# [Listed records]
_ _ _
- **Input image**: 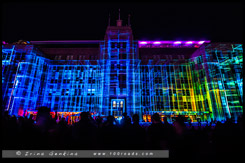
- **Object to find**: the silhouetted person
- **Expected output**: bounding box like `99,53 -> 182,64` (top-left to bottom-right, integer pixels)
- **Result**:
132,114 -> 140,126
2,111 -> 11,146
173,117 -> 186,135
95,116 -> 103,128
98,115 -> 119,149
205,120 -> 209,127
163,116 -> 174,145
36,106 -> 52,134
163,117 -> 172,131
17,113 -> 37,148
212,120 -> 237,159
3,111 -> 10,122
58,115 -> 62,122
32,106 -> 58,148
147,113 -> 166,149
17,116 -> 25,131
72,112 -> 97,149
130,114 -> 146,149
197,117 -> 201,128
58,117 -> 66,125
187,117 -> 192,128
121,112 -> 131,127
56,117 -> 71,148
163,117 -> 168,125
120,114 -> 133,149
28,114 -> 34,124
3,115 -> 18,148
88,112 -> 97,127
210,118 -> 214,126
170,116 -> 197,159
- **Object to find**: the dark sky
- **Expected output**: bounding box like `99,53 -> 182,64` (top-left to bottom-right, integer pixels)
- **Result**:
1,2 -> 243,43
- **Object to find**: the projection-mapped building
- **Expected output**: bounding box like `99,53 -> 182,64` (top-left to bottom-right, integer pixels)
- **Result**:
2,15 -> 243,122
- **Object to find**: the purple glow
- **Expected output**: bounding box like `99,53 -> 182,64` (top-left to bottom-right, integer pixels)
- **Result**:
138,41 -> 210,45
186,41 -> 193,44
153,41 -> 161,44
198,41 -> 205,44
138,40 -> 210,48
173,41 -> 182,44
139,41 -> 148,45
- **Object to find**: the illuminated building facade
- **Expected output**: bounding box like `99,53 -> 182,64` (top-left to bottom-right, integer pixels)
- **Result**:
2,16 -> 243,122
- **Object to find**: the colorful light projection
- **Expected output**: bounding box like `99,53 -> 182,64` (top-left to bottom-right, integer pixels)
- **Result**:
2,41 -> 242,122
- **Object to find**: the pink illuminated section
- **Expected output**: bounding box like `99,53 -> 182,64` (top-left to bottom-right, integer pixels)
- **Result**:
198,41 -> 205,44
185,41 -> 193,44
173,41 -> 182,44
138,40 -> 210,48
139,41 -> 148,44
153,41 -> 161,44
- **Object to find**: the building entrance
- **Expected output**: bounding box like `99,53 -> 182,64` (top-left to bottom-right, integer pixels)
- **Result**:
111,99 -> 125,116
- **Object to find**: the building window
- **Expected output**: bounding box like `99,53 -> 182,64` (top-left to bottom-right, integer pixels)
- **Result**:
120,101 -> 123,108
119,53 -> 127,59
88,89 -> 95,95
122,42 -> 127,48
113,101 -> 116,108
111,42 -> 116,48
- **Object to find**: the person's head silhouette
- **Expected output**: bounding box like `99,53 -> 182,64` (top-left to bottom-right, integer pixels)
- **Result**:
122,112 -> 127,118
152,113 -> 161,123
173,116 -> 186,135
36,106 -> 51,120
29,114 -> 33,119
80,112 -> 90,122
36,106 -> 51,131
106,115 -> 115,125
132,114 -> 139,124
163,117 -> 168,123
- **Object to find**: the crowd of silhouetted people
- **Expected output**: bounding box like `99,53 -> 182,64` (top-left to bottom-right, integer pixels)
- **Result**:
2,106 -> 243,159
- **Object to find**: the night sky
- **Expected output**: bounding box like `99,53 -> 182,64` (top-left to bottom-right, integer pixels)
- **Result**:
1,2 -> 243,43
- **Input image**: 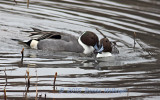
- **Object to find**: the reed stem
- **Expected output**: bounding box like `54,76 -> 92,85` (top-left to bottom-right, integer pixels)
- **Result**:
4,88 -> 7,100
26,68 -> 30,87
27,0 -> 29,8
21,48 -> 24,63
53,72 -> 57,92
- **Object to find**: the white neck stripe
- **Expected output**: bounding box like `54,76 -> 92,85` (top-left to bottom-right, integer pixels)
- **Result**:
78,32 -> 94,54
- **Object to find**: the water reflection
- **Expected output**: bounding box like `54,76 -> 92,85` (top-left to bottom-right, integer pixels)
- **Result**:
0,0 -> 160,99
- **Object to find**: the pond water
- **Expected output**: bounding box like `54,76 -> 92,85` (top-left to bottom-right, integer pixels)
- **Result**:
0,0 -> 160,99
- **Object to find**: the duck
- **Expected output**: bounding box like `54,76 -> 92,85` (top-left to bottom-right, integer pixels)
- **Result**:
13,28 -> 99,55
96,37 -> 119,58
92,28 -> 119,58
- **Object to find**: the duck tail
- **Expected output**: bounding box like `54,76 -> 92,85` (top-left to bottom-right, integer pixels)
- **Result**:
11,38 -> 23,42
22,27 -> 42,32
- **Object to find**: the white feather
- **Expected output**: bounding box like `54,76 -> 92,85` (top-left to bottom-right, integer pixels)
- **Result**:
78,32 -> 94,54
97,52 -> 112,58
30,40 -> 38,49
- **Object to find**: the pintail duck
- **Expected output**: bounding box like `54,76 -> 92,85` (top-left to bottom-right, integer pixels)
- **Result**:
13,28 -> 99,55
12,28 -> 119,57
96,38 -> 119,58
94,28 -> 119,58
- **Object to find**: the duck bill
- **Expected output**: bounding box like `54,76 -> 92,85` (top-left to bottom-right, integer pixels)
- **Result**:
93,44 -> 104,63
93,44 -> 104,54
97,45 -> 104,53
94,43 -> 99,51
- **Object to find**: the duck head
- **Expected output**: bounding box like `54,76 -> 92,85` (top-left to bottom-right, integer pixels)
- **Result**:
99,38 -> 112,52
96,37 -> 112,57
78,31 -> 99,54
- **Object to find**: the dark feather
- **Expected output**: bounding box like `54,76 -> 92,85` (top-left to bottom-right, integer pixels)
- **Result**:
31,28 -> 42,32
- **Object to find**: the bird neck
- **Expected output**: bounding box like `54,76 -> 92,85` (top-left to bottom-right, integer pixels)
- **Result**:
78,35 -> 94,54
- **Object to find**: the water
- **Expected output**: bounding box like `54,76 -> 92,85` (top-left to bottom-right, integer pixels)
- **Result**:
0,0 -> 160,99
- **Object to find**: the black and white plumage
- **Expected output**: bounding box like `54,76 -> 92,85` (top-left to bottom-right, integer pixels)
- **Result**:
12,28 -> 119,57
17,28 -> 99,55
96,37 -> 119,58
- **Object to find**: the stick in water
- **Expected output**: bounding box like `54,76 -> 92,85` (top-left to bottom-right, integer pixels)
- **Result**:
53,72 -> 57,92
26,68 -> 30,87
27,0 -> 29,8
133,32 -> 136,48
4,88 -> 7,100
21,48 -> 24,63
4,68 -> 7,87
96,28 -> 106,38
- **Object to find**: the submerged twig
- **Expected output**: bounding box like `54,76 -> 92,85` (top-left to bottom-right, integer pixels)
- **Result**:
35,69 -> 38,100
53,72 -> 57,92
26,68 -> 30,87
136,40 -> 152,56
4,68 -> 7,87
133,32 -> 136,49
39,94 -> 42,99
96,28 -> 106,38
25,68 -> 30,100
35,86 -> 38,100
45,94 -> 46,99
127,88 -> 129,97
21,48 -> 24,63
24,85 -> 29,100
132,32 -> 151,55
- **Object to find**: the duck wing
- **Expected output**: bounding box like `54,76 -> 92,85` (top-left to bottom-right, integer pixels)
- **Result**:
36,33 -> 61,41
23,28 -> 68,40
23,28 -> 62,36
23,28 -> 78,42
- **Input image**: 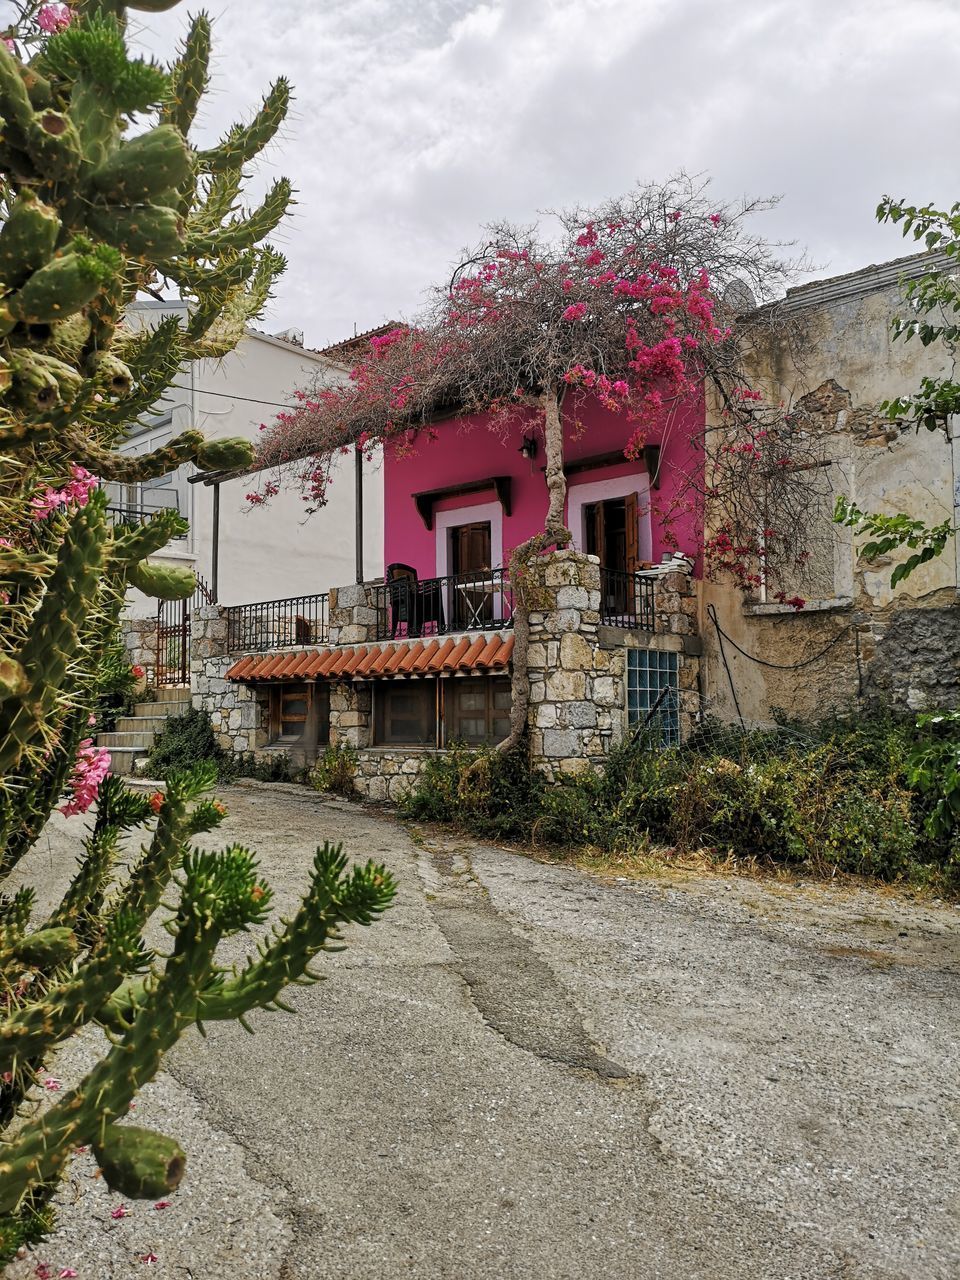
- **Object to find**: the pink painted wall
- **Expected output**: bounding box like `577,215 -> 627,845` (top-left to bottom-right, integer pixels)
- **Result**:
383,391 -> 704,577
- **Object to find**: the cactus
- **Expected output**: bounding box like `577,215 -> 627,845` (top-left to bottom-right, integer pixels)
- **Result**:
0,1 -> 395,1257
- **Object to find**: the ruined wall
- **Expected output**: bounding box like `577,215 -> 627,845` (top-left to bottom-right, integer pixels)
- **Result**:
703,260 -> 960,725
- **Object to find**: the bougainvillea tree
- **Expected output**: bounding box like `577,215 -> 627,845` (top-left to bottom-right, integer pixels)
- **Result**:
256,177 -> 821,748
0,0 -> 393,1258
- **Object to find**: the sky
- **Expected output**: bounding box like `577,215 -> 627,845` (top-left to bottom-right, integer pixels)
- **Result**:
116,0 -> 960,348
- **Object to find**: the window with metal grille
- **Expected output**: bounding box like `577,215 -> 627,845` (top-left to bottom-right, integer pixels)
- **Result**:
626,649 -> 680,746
_ _ _
On how many lines of the data does the word "person" appear? Only the number is wanted.

2